Extraits du 7 mars 2003

 

(...)
DOMINIQUE : Ces rapports de dépendance que tu soulignes Abdou, je crois justement que c'est le résultat de fait qu'on n'a pas pris la mesure de ces structures en termes de rationalité. Donc ils sont vécus pour ce qu'ils produisent, ils sont vécus inconsciemment pour ce qu'ils produisent comme "effets", et les effets à l'époque c'étaient des valeurs qui soudaient, réunissaient les uns et les autres, autour de grands principes humains dans toutes les communautés. Il n'y a pas une seule communauté qui ne commence par se nommer d'être Humain. Tu prends en Afrique, je suis sûr qu'on trouverait des quantités de communautés dont le nom propre signifie "être Homme" ou quelque chose d'équivalent.

Donc ces valeurs les soudaient mais comme on ne connaissait pas comment ces valeurs étaient produites, on était soudé malgré soi. Et c'est la tradition qui, à travers les rituels, faisait se reproduire les structures génératrices de ces sentiments mais par imposition, par la loi, par l'ordre des Génies ou l'ordre de Dieu. Sidy nous rappelait à une époque, qu'il n'y avait pas une seule communauté, disait-il, en Afrique, qui ne soit monothéiste à sa façon. Je suis d'accord avec lui en ce sens que sur le mode de l'affectivité la loi était vécue comme un impératif catégorique. C'est-à-dire qu'on peut en dire que c'est une parole qui s'impose par elle-même : donc elle est d'origine divine.

A ce moment-là, je dis que l'Occident à mis en cause le fait que l'Homme soit "sujet" de cette imposition, qu'il soit contraint par ce commandement, par cette loi, en se disant : mais d'où elle sort ? D'où elle sort, est-ce que surtout on ne pourrait pas en être l'auteur ? Alors cette idée " est-ce qu'on ne peut pas en être l'auteur ? " fait que les Occidentaux se sont rués sur la liberté comme liberté de dire tout et n'importe quoi. Ce qui nous a amenés à des options comme des options Hitlériennes, des options MacArthistes ou des options aujourd'hui de Bush et compagnie et puis des options inverses.

Consigne écrite 1
Recopiez fidèlement, s'il vous plaît, le passage de l'échange sur la tradition et la liberté qui va de « Extraits du 7 » jusqu'à « quelque chose d'équivalent. ».
Consigne écrite 2
Poursuivez l'échange sur la tradition et la liberté à partir de l'endroit où il s'arrête.

Section des données
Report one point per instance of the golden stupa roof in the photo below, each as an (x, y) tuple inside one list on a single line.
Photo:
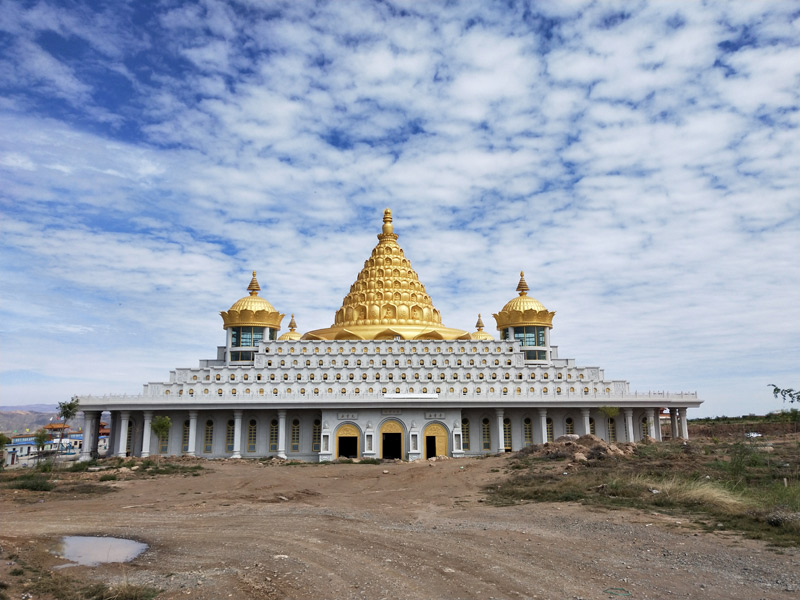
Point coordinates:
[(387, 300), (252, 311), (292, 334), (523, 310), (480, 334)]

Réponse attendue 1
Extraits du 7 mars 2003

 

(...)
DOMINIQUE : Ces rapports de dépendance que tu soulignes Abdou, je crois justement que c'est le résultat de fait qu'on n'a pas pris la mesure de ces structures en termes de rationalité. Donc ils sont vécus pour ce qu'ils produisent, ils sont vécus inconsciemment pour ce qu'ils produisent comme "effets", et les effets à l'époque c'étaient des valeurs qui soudaient, réunissaient les uns et les autres, autour de grands principes humains dans toutes les communautés. Il n'y a pas une seule communauté qui ne commence par se nommer d'être Humain. Tu prends en Afrique, je suis sûr qu'on trouverait des quantités de communautés dont le nom propre signifie "être Homme" ou quelque chose d'équivalent.

Réponse attendue 2
Tout était possible. Mais l'enjeu nouveau ce serait plutôt de maîtriser les structures de production de ces valeurs qui s'imposaient par elles-mêmes jadis. Afin qu'elles ne s'imposent plus par elles-mêmes mais qu'elles s'imposent avec la collaboration de la raison qui sait les produire, qui sait les produire à volonté et donc sait les mesurer aussi. Parce qu'on s'aperçoit qu'elles sont diverses, et certaines, pas toujours compatibles entre-elles d'une manière évidente. Les valeurs religieuses dans une structure religieuse ne sont pas tout à fait compatibles avec les valeurs de liberté qu'il y a dans des structures de réciprocité horizontale, par exemple.

Donc, à ce moment-là, il faut faire des choix. Et ces choix ne peuvent dépendre que d'une prise de conscience de la production de ces valeurs pour pouvoir les produire à bon escient et sans qu'elles se nuisent, en quelque sorte. Sinon on va à des guerres de religion, on va à des guerres de système, on va à des affrontements de valeurs. Chacun prétendant être le siège d'une Révélation spécifique et puis d'être le Seigneur du Bien. Comme Bush aujourd'hui.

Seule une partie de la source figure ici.